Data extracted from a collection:
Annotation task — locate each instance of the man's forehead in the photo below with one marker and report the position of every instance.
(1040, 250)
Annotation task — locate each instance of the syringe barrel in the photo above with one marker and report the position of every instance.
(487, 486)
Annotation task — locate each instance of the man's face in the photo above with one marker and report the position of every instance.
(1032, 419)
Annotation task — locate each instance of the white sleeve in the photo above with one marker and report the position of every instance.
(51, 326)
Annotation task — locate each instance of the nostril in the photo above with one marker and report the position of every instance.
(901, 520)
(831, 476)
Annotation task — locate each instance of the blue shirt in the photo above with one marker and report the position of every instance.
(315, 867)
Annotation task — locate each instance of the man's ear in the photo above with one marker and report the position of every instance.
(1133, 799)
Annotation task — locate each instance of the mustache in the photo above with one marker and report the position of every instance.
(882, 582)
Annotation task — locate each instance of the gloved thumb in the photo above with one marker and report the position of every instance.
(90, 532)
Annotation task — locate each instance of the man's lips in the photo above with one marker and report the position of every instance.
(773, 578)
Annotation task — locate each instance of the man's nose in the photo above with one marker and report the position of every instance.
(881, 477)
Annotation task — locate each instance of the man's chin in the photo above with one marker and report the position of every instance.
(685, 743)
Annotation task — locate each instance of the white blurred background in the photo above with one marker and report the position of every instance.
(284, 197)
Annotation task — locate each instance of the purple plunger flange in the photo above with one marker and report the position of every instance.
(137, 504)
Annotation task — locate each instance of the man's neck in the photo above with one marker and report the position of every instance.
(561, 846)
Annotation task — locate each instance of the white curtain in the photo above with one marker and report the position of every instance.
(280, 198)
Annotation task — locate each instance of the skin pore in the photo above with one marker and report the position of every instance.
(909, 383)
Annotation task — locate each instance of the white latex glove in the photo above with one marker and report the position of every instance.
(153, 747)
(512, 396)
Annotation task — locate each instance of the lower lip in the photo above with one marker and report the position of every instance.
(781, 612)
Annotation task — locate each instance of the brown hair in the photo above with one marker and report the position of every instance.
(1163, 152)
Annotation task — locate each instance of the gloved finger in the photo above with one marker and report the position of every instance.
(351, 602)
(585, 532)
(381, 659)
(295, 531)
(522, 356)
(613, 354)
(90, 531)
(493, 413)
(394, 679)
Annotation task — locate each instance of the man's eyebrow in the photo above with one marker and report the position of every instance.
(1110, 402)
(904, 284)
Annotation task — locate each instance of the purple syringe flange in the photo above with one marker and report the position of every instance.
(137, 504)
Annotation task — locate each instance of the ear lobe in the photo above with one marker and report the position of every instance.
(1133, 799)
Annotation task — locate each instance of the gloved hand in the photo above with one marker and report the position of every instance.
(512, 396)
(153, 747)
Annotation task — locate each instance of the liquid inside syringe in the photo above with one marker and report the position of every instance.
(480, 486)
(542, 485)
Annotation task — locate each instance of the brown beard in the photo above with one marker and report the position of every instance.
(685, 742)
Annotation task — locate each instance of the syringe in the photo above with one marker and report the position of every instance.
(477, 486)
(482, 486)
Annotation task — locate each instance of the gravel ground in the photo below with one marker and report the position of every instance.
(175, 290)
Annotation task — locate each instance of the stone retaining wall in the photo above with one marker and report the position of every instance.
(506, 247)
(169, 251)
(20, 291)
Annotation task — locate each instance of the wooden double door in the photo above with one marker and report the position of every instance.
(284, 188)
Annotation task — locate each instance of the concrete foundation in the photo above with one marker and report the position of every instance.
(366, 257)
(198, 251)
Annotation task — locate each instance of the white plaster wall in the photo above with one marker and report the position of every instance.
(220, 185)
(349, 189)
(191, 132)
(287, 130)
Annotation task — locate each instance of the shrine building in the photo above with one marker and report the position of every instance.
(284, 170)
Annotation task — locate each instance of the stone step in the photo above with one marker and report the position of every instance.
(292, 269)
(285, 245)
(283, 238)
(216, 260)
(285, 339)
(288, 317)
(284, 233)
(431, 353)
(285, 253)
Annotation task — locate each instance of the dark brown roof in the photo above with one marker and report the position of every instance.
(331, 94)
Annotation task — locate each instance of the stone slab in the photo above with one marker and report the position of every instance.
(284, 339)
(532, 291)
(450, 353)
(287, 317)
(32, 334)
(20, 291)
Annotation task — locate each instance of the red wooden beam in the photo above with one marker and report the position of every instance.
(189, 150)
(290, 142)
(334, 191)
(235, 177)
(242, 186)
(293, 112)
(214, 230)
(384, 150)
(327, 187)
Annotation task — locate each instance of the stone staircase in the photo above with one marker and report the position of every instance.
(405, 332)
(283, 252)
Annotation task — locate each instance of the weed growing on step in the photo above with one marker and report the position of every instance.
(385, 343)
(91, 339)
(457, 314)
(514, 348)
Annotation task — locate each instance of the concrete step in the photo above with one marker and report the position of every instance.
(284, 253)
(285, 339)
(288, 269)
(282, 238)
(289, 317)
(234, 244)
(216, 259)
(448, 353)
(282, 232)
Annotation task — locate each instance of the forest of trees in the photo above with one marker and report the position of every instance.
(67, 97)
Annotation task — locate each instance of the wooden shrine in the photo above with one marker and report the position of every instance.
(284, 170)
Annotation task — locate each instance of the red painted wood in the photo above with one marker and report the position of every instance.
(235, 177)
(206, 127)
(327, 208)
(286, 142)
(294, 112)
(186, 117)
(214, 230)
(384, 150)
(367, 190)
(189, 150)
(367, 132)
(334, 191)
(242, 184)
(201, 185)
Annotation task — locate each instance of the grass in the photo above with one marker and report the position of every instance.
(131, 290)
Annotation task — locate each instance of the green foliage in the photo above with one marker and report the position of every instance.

▸ **What the task requires**:
Each record above must be given again exactly.

▸ **Result of this task**:
Annotation task — locate each instance of the man's forehead in the photo below with one marker and report the position of every instance.
(1040, 250)
Annotation task — locate each instance of the syringe barrel in the photo above with one marker and report the position of every instance.
(487, 486)
Annotation task — locate each instance of the man's face in the photo above with one marker and report the position of every instance.
(1032, 419)
Annotation task — locate each instance of the white sleeve in the photo above with one marker and report the position of every instance.
(51, 326)
Annotation task — locate each instance of the nostril in the photo above with one marker and report the position of every instance.
(901, 520)
(831, 476)
Annotation task — locate each instance of the blue shirt in the photo above with one marker and report the position of every instance.
(315, 867)
Annotation task — locate each instance of the man's ear in the photo above with one marker and report the position of every instance.
(1133, 799)
Annotation task — locate each instance of the mustache in the photo above with one marker and report the position of every instance.
(882, 582)
Annotation task — locate each instance of the gloved thumb in the photo above with one marker and report the position of every instance.
(90, 532)
Annotation task — locate each instance of the man's lips in the photo above with one marker and report the position of every instance.
(773, 578)
Annotation task — locate each instance of the man's nose in the photo above with one marker and report the position of every instance.
(881, 477)
Annotation task — locate each instance of the man's chin in the photo above with one marker and report the position of every instance.
(685, 743)
Annotation task — locate each instance of the white blurred background in the photo above with one marker and report the position of every instance.
(284, 197)
Annotation task — locate each instance of the purple plunger flange in the photo above with one marker and report the position of every instance.
(137, 504)
Annotation task — locate each instance of the man's neck in the photo above with one marker and report the position of every instance.
(561, 846)
Annotation task — locate each instance of the white curtain in the photo above with one marker and report the position of every instance.
(280, 198)
Annotation task — locate each instance of the skin pore in the photo above with one marker and report the position of every instance.
(909, 383)
Annotation task — locate each instance of the white latex glove in the photo above with one marker and report the position of every instance.
(153, 747)
(512, 396)
Annotation task — locate each instance of the lower lip in the photo above with one marker and report the position of every instance.
(781, 612)
Annotation task — locate each instance of the brown hair in the photo above with one marker and report the position of every instance.
(1163, 152)
Annotation task — locate each instance of the gloved finger in the photo above with one marker and report the position of every instance.
(351, 602)
(585, 532)
(381, 659)
(295, 531)
(522, 356)
(613, 354)
(90, 531)
(493, 413)
(394, 679)
Annotation task — locate each instance of the man's eyebrow in the photo above with one marker and report the position of every instance.
(1110, 402)
(904, 284)
Annotation task — locate each instance of the purple syringe flange in the photo above with one marker and report the position of every instance.
(137, 504)
Annotation task — locate each instance of the ear lobe in the photo above with one marker and report the position of every instance.
(1133, 799)
Annotation task — locate each instance of the gloved hand in the photo above with one marker and report the position of every instance.
(512, 396)
(153, 747)
Annotation task — locate each instance of the liquid inside syringe in the photo above with one marker and report the position of every instance.
(480, 486)
(542, 485)
Annotation task — locate each instance of the brown beard in the photo above with one marker and report the position of every instance.
(685, 742)
Annotation task — locate each instance of the syringe in the photo above with one marker and report the position of every instance.
(477, 486)
(482, 486)
Annotation task — locate each instance of the gravel ground in the photo below with one marker and report the position of every instance.
(175, 290)
Annotation task — locate each instance of the stone retaining wall in the photo above with one marker and report the position of every instance.
(506, 247)
(169, 251)
(20, 291)
Annotation task — locate each instance of the wooden double door in the photo above with one marker and report the position of every instance.
(284, 188)
Annotation task — locate each instance of the concrete foundation in the photo above with one marker and report the position of every instance.
(366, 257)
(198, 251)
Annotation task — locate each instance of the white plaster wall in the photo above with one marker and report the position of every instance.
(220, 185)
(349, 189)
(191, 132)
(287, 130)
Annotation task — locate each instance of the shrine building in the photo above with one marker and report the position of every instance.
(284, 170)
Annotation task — locate each instance of the stone step in the photo above with one marker and report the position of every instance.
(292, 269)
(285, 245)
(283, 238)
(216, 260)
(285, 339)
(288, 317)
(284, 233)
(431, 353)
(285, 253)
Annotation task — locate each instance of the dark brown roof in the photo above with one marker and report the position of every instance.
(331, 94)
Annotation task — locate each instance of the stone slab in the photo above with one marker and report the position of every instance.
(284, 339)
(532, 291)
(450, 353)
(287, 317)
(32, 334)
(20, 291)
Annotation task — locate each instance of the red wooden beam in the photo above with one marker and report the position of every instance.
(189, 150)
(290, 142)
(334, 191)
(235, 177)
(242, 186)
(293, 112)
(214, 230)
(384, 150)
(327, 187)
Annotation task — locate each instance of the stone staircase in the photo above with one marker and report the position of every instance.
(405, 332)
(283, 252)
Annotation task — locate each instance of the weed growing on step in the photo above with one marker and report the position of every instance.
(385, 343)
(91, 339)
(457, 314)
(514, 348)
Annotation task — locate each instance of the concrete step in the photo above with one marker and report the position of every instance.
(284, 253)
(285, 339)
(288, 269)
(282, 238)
(289, 317)
(234, 244)
(216, 259)
(448, 353)
(282, 232)
Annotation task — locate each instance of the forest of trees in the photo above with one marker and report the position of every instance.
(67, 97)
Annotation task — locate each instance of the wooden shrine in the photo above with one marker and report the position of every instance.
(284, 170)
Annotation task — locate each instance of the red painted wood in the photo above with one marker and report the position of every instance.
(235, 177)
(206, 127)
(327, 208)
(286, 142)
(294, 112)
(186, 117)
(214, 230)
(384, 150)
(367, 190)
(189, 150)
(367, 132)
(334, 191)
(242, 184)
(201, 185)
Annotation task — locate each instance of the grass in the photo above with one marker and report the position of every instance.
(131, 290)
Annotation task — locate each instance of the green foliage in the photo above with one marker and report the position of every instance.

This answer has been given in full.